The Spanish performance featured Blas Cantó on stage wearing a black shirt and trousers designed by Jaime Álvarez. The stage lighting and LED screens displayed blue colours and a starry background with an eclipse appearing with a light source behind a moon. During the performance, a six-metre wide moon prop, which represented the cycle of life as explained by the head of the Spanish delegation Ana Bordas, descended from the stage ceiling above Cantó, with the LED screens transitioning to shooting stars that came behind the moon. The performance was concluded with the moon in red-lit colours and the stage displaying orange, gold and pink lighting with a gold starry galaxy on the LED screens. The stage director for the performance was Marvin Dietmann. An additional five off-stage backing vocalists were also part of the performance: Alba Gil, Héctor Artiles, Daira Monzón, Irene Alman and the co-composer of "Voy a quedarme" Dángelo Ortega. Spain placed twenty-fourth in the final, scoring 6 points: 0 points from the televoting and 6 points from the juries.

=== Voting ===
Voting during the three shows involved each country awarding two sets of points from 1-8, 10 and 12: one from their professional jury and the other from televoting. Each participating broadcaster assembles a five-member jury panel consisting of music industry professionals who are citizens of the country they represent, with a diversity in gender and age represented. The judges assess each entry based on the performances during the second Dress Rehearsal of each show, which takes place the night before each live show, against a set of criteria including: vocal capacity; the stage performance; the song's composition and originality; and the overall impression by the act. Jury members may only take part in panel once every three years, and are obliged to confirm that they are not connected to any of the participating acts in a way that would impact their ability to vote impartially. Jury members should also vote independently, with no discussion of their vote permitted with other jury members. The exact composition of the professional jury, and the results of each country's jury and televoting were released after the grand final; the individual results from each jury member were also released in an anonymised form.

———

### Set task A
In the passage on Spain's Eurovision performance, who was the stage director?
### Set task B
Write the next part of the passage on Spain's Eurovision performance, picking up after its last sentence.
The items after this passage are separate material.

———

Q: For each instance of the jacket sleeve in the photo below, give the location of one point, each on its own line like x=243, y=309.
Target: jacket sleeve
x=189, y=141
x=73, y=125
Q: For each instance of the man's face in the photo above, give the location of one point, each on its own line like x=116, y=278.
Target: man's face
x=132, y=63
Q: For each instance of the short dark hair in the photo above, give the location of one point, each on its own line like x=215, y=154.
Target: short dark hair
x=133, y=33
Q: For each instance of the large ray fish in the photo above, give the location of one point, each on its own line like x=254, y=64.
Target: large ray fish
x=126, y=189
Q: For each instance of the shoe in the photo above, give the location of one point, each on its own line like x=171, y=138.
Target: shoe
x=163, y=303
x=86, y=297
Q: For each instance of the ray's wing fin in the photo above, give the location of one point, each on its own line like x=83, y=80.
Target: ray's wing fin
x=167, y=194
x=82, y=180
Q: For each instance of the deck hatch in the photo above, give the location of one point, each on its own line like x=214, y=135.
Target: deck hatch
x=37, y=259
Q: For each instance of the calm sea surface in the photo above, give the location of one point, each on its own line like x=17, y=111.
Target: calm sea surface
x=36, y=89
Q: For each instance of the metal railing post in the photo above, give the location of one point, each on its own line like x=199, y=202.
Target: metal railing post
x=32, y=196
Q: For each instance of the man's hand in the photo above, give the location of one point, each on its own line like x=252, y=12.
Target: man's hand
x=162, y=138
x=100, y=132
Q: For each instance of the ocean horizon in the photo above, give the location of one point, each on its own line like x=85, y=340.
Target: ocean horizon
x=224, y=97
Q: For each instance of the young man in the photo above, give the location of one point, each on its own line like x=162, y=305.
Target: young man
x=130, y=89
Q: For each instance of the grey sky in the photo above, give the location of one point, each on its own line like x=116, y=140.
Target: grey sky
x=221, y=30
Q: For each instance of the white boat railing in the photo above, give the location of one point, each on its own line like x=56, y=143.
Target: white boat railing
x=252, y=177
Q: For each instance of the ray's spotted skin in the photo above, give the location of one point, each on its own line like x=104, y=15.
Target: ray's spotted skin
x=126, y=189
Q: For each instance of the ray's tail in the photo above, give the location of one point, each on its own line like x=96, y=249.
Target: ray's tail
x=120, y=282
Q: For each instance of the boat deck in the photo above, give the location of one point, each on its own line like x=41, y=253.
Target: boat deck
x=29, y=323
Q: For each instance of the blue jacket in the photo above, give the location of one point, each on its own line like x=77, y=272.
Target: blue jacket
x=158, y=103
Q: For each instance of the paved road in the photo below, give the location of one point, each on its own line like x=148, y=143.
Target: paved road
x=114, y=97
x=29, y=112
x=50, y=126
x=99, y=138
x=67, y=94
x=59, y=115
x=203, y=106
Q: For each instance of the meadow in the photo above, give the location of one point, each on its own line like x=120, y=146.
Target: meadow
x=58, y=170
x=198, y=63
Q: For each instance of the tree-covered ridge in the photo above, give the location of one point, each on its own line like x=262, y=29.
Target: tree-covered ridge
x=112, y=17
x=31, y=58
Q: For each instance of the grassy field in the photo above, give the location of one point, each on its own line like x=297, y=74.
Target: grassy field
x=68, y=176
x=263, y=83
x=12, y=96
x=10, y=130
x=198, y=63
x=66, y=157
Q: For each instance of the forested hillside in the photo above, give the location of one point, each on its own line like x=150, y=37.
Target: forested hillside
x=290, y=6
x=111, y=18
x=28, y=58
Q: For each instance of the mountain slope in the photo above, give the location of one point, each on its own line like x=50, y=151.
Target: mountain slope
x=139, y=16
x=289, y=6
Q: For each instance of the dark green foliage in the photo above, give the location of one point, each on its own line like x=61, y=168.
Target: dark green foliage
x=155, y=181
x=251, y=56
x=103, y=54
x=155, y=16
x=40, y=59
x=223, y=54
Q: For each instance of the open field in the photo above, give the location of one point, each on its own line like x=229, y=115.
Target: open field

———

### Final answer A
Marvin Dietmann.

### Final answer B
Below is a breakdown of points awarded to Spain and awarded by Spain in the second semi-final and grand final of the contest, and the breakdown of the jury voting and televoting conducted during the two shows:

==== Points awarded to Spain ====

Points awarded to Spain (Final)
| Score | Televote | Jury |
|---|---|---|
| 12 points |  |  |
| 10 points |  |  |
| 8 points |  |  |
| 7 points |  |  |
| 6 points |  |  |
| 5 points |  |  |
| 4 points |  | Bulgaria |
| 3 points |  |  |
| 2 points |  | United Kingdom |
| 1 point |  |  |

==== Points awarded by Spain ====

Points awarded by Spain (Semi-final 2)
| Score | Televote | Jury |
|---|---|---|
| 12 points | Portugal | Switzerland |
| 10 points | Bulgaria | Portugal |
| 8 points | Iceland | Iceland |
| 7 points | Switzerland | Greece |
| 6 points | Finland | Austria |
| 5 points | Denmark | Bulgaria |
| 4 points | San Marino | Serbia |
| 3 points | Moldova | San Marino |
| 2 points | Serbia | Albania |
| 1 point | Greece | Estonia |

Points awarded by Spain (Final)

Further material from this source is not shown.